Referring expression pointing data
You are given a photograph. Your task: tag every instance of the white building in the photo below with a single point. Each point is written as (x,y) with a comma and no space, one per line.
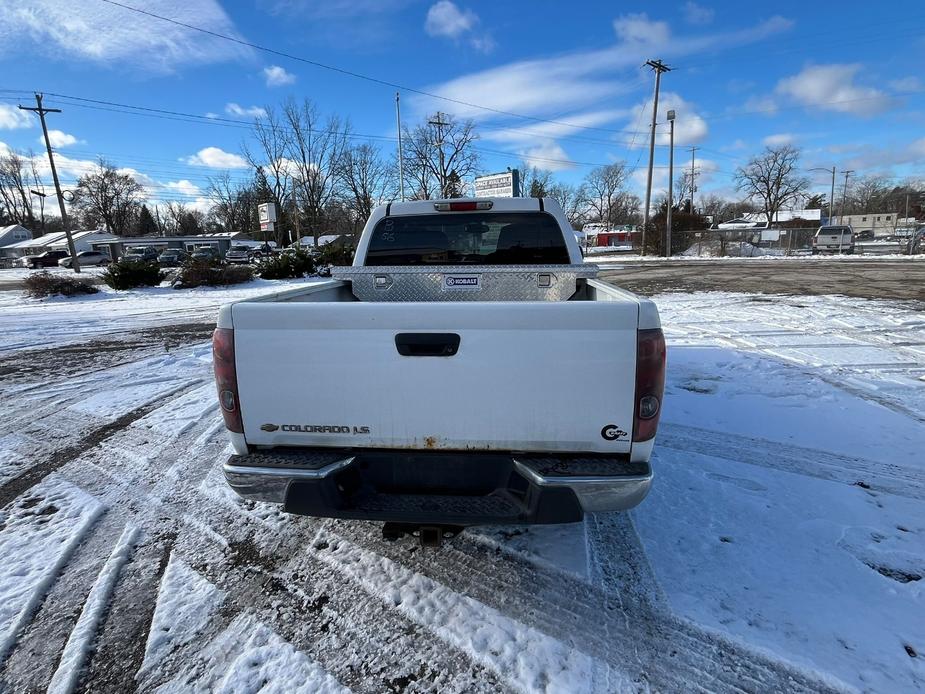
(13,234)
(55,241)
(785,216)
(881,223)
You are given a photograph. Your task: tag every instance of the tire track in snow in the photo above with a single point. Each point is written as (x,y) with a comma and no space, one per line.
(529,660)
(883,477)
(32,475)
(80,641)
(363,644)
(39,534)
(646,647)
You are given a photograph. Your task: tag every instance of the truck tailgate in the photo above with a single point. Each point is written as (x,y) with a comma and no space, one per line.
(545,376)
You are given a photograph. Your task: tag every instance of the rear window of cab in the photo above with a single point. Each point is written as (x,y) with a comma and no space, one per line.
(480,238)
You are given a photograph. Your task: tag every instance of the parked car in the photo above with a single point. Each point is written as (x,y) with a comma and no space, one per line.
(239,254)
(146,254)
(452,392)
(172,257)
(833,239)
(46,259)
(205,253)
(86,259)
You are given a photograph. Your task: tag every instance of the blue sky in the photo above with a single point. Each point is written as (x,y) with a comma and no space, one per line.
(840,80)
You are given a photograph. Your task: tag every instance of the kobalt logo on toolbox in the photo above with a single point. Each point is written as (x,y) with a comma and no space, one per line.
(461,281)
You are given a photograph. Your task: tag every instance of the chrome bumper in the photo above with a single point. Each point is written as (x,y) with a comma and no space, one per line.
(270,484)
(587,484)
(596,493)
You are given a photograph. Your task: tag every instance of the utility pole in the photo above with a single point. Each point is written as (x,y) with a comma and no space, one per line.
(844,197)
(659,68)
(39,109)
(401,154)
(42,196)
(670,186)
(693,151)
(439,123)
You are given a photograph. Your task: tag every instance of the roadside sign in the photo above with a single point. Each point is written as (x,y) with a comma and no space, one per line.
(266,212)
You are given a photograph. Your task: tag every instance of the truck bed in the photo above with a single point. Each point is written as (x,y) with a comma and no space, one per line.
(324,369)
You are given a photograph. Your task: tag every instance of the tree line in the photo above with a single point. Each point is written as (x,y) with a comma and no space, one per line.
(323,182)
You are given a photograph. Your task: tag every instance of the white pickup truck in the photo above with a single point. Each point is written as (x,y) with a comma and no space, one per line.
(467,369)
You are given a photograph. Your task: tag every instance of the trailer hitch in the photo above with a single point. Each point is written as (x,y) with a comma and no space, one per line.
(428,535)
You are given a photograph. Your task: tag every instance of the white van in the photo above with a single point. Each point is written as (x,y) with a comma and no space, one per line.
(834,239)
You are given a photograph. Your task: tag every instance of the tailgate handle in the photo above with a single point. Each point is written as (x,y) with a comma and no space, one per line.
(427,344)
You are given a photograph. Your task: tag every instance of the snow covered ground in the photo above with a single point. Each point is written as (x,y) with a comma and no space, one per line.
(31,323)
(781,548)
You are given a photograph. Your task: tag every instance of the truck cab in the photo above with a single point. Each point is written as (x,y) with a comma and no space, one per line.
(834,239)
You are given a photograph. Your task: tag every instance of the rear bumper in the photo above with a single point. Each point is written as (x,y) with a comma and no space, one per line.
(447,487)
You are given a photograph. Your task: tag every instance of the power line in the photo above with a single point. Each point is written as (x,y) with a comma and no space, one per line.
(344,71)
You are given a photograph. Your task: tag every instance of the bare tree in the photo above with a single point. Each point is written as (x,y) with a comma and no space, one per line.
(439,170)
(535,182)
(772,179)
(572,199)
(18,175)
(272,168)
(235,204)
(605,188)
(367,181)
(315,149)
(109,198)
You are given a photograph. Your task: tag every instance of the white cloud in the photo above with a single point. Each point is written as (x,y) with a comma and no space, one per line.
(11,118)
(234,109)
(59,138)
(779,139)
(907,84)
(690,127)
(639,29)
(697,14)
(483,44)
(277,76)
(546,87)
(216,158)
(571,123)
(183,187)
(547,155)
(833,88)
(444,18)
(113,36)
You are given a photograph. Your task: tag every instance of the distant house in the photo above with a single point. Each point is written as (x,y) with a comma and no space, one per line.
(116,246)
(880,223)
(13,234)
(57,240)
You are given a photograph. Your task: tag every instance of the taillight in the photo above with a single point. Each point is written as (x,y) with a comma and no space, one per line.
(650,383)
(226,378)
(467,206)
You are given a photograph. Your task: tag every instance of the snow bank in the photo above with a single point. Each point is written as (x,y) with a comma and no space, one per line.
(39,323)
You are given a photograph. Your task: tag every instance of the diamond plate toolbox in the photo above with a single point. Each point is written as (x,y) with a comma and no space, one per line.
(465,282)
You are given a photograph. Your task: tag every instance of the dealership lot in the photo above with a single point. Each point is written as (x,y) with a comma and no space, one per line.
(781,546)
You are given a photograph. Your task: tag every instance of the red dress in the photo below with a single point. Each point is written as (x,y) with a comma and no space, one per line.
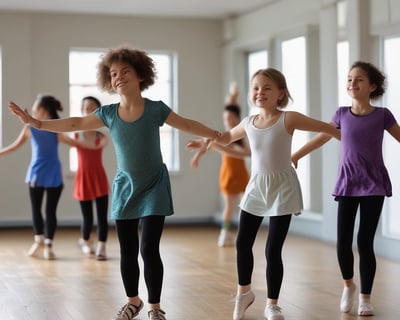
(233,176)
(90,179)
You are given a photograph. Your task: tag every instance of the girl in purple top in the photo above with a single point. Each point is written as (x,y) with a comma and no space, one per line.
(363,180)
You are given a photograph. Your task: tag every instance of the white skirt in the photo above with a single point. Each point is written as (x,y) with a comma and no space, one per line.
(273,194)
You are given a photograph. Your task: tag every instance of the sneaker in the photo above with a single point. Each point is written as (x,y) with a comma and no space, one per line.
(156,314)
(226,238)
(86,247)
(366,309)
(101,251)
(346,302)
(35,249)
(48,253)
(129,311)
(242,302)
(273,312)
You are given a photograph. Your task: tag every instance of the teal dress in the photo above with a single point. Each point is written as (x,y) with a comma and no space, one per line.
(141,186)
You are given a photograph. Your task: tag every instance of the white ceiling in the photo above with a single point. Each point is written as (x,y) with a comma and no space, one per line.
(161,8)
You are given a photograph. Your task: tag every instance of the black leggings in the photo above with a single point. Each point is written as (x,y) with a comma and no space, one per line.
(102,222)
(277,232)
(370,211)
(49,225)
(151,230)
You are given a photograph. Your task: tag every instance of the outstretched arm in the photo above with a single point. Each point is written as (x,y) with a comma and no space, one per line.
(201,144)
(191,126)
(21,139)
(89,122)
(298,121)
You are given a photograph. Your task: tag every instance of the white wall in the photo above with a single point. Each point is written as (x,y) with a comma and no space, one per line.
(287,18)
(35,51)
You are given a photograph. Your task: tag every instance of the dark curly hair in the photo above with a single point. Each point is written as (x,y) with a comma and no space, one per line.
(374,75)
(137,59)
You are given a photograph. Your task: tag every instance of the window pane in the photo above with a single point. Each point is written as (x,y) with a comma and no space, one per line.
(257,60)
(343,70)
(294,69)
(83,82)
(391,220)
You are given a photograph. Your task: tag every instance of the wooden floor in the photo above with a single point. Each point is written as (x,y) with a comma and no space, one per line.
(200,280)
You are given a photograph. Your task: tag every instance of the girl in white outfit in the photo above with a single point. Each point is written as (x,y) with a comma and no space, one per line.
(273,190)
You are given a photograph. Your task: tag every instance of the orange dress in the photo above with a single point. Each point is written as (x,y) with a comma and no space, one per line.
(233,176)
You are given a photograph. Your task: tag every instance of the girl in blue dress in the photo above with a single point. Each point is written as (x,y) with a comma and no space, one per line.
(44,174)
(141,187)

EXERCISE DETAILS | Copy out all the entries precisely. No images.

RESPONSE AREA |
You are given a photograph. Your task: tag every instance of the white building in the photo below with a single point. Each point is written as (x,y) with a comma and no space, one per line.
(13,234)
(55,241)
(785,216)
(881,223)
You are given a photograph. Your task: tag every instance of the tire track in snow in the photo above with a single point. Each point is written as (x,y) with a comma and no space, one per line.
(529,660)
(883,477)
(32,475)
(80,641)
(363,644)
(39,534)
(646,647)
You are given a photograph. Your task: tag every instance of the truck tailgate in the photo above with a single point. Each point is written as (x,y) with a comma and no space, one per line.
(545,376)
You are given a photograph. Your task: tag every instance of the rear window of cab in the photo above with a single point. Each point is written as (x,y) with a comma and no space, one per line.
(480,238)
You are given a photograph. Your task: tag every instance of the parked car in the photo above with a single point. Each point is written as (x,y) with a comma and no space, one per line.
(239,254)
(146,254)
(452,392)
(172,257)
(833,239)
(46,259)
(205,253)
(86,259)
You are given a photograph. Your task: tag every instance of the blue sky in the photo above with a single point. Each point is written as (x,y) with a comma and no space, one per line.
(840,80)
You are given a photograph. Your task: tag every instance of the kobalt logo on toolbox in the photo above with a single point. Each point is written as (x,y) with a comma and no space, one per line.
(461,281)
You are given a photograph. Your task: tag every instance of the chrome bumper in the photo above with a single point. Each point is written as (x,y) with a comma and no space, one per line.
(270,484)
(587,484)
(596,493)
You are given a photograph. Your task: tag every instance of the utility pole in the photo above with a single point. Each point is written as (x,y) with a comma and no space, one per line.
(844,197)
(659,68)
(39,109)
(401,154)
(42,196)
(670,186)
(693,151)
(439,123)
You are given a photograph. Your task: tag every instance of the roadside sign in the photo above with a single point. Each point is written as (x,y) with a comma and no space, one per line.
(266,212)
You are given a photograph. Your task: tag every instance of the truck bed in the photo above with a single point. Each point is written as (x,y) with a comma and no space, one per line.
(324,369)
You are given a photograph. Your task: tag every instance of the tree line in the photo above with a single point. Each point is written as (x,y) with a comma and no space, one per line.
(323,182)
You are given a photograph. Your task: tag every instance of the white pickup truck in the photo above with a single point. Each point is written as (x,y) with a comma and no space, one per line.
(467,369)
You are given a photograph. Your task: tag every instance of the trailer hitch in the photo above with a single point. Each point is written as (x,y) with a comma and no space, one per line.
(428,535)
You are given a photograph. Your task: tag every instance of the white van in the photo above with a single point. Each point is written as (x,y) with a comma and no space, one per line.
(834,239)
You are given a photograph. Your task: tag every instance of the tailgate handle in the photo above with a single point. Each point is written as (x,y) with a comma and no space, one per line.
(427,344)
You are given a photograph. Your task: tag every instance of the snow covered ground in the photo above with a single point. Each point is written as (x,y) with a comma and no space, one per line.
(31,323)
(781,548)
You are given a photograph. Your task: tag every instance of the truck cab in the photo above with a single point. Each point is written as (x,y) with a comma and no space, one per line.
(834,239)
You are given a photograph. Your task: tag every instance of the rear bumper in the photo above with a single point. Each point is written as (x,y) with a comma and no space, one per line.
(447,487)
You are given a photograph. Your task: tag every instance of the power line in the photo above with a single point. Each point is written as (x,y) with a comma and no space, one per line.
(344,71)
You are given a photograph. Your task: tag every instance of the bare tree in the photo above with a single point. Each point is written as (x,y) with a comma and no space, one per line.
(439,170)
(535,182)
(772,179)
(572,199)
(18,175)
(272,168)
(235,204)
(605,188)
(367,181)
(315,149)
(109,198)
You are given a photograph. Your task: tag every instance of the white cloud in the photo above with a single point. Each point is written as (x,y) with a comma and no space, one per line.
(11,118)
(234,109)
(59,138)
(779,139)
(907,84)
(690,127)
(639,29)
(697,14)
(483,44)
(277,76)
(546,87)
(216,158)
(571,123)
(183,187)
(547,155)
(833,88)
(444,18)
(113,36)
You are given a photograph. Your task: tag every instance of the distant house in the photo above with a single point. Each point is written as (x,y) with a comma and no space, one per line.
(116,246)
(880,223)
(13,234)
(57,240)
You are given a photograph. Your task: tag every instance of the taillight in the photo above with a single point. Each point is written as (x,y) with a comma and no space, one per line.
(650,383)
(226,378)
(467,206)
You are given a photograph. Your task: tag every instance of the snow bank in the photo above with a single point. Each point is written as (x,y) with a comma and no space, one per line.
(39,323)
You are given a photograph. Your task: tag every instance of the diamond plate toolbox in the photo above with a single point. Each point is written as (x,y) with a comma and no space, one per line.
(465,282)
You are given a photograph. Your task: tag every instance of the dealership lot in the photo above with a single point. Each point is written as (x,y) with a comma and no space, one per line.
(781,546)
You are given a photograph. Your task: tag every instance of the red dress in the photo below with a single point. Each point is written as (x,y) with a comma and no space, one per line.
(233,176)
(90,179)
You are given a photograph. Your task: tag every instance of the girl in purple top in the photo above with a single point. Each point is written as (x,y) with a comma and no space, one per line.
(363,180)
You are given a photograph. Your task: tag every instance of the white skirt in the photo above with a single point. Each point is written as (x,y) with a comma and no space, one per line.
(273,194)
You are given a photograph. Your task: tag every instance of the sneaker in the photo above with a single point. Each point is written as (x,y) with a comma and no space, one per line.
(156,314)
(226,238)
(86,247)
(366,309)
(101,251)
(346,302)
(35,249)
(48,253)
(129,311)
(242,302)
(273,312)
You are given a photograph. Your task: tag every instance of the teal dress in the photo above with a single point. Each point is written as (x,y) with a comma and no space, one per line.
(141,186)
You are given a photograph. Your task: tag every instance of the white ceiling in the photo above with a single point. Each point is written as (x,y) with a comma and no space, one per line.
(161,8)
You are given a photograph. Your task: tag every instance of the black leggings in the photo above with a single point. Each point is written as (x,y) with a comma and no space, one per line.
(102,222)
(277,232)
(370,211)
(49,225)
(151,230)
You are given a photograph. Your task: tag every instance of the outstretched arm in the photo above with a single point. Each point is written as (x,y) with a comma and no space, one per line.
(201,144)
(191,126)
(21,139)
(89,122)
(298,121)
You are given a photograph. Your task: tag every instance of the white wall in the photo above with a single point. Each point is written as (x,y) with a comma and no space, one per line.
(287,18)
(35,51)
You are given a photograph. Your task: tag every instance of the dark curly hair in the photo above with a single point. Each point is written as (x,y) with a comma and no space, one per line.
(374,75)
(137,59)
You are given a photograph. Your task: tag every instance of the window pane in the photo above with a single point. Each point is written as (x,y) with a comma and no space, one per line.
(257,60)
(343,70)
(294,69)
(83,82)
(391,220)
You are given a photograph. Your task: tag every instance of the wooden floor in the photo above with a single point. Each point is written as (x,y) with a comma and no space, one per line.
(200,280)
You are given a photograph. Your task: tag every instance of the girl in white outfit in the photo above with a single point. Each point is written as (x,y) with a comma and no space, one per line.
(273,190)
You are given a photograph. Your task: tag every instance of the orange dress in the photo above with a single point. Each point is written as (x,y) with a comma and no space, one per line.
(233,176)
You are given a photograph. Your task: tag every instance of the girl in blue dress in the photo above with a single point. Each point is written as (x,y) with a comma and no space, one per line.
(44,174)
(141,187)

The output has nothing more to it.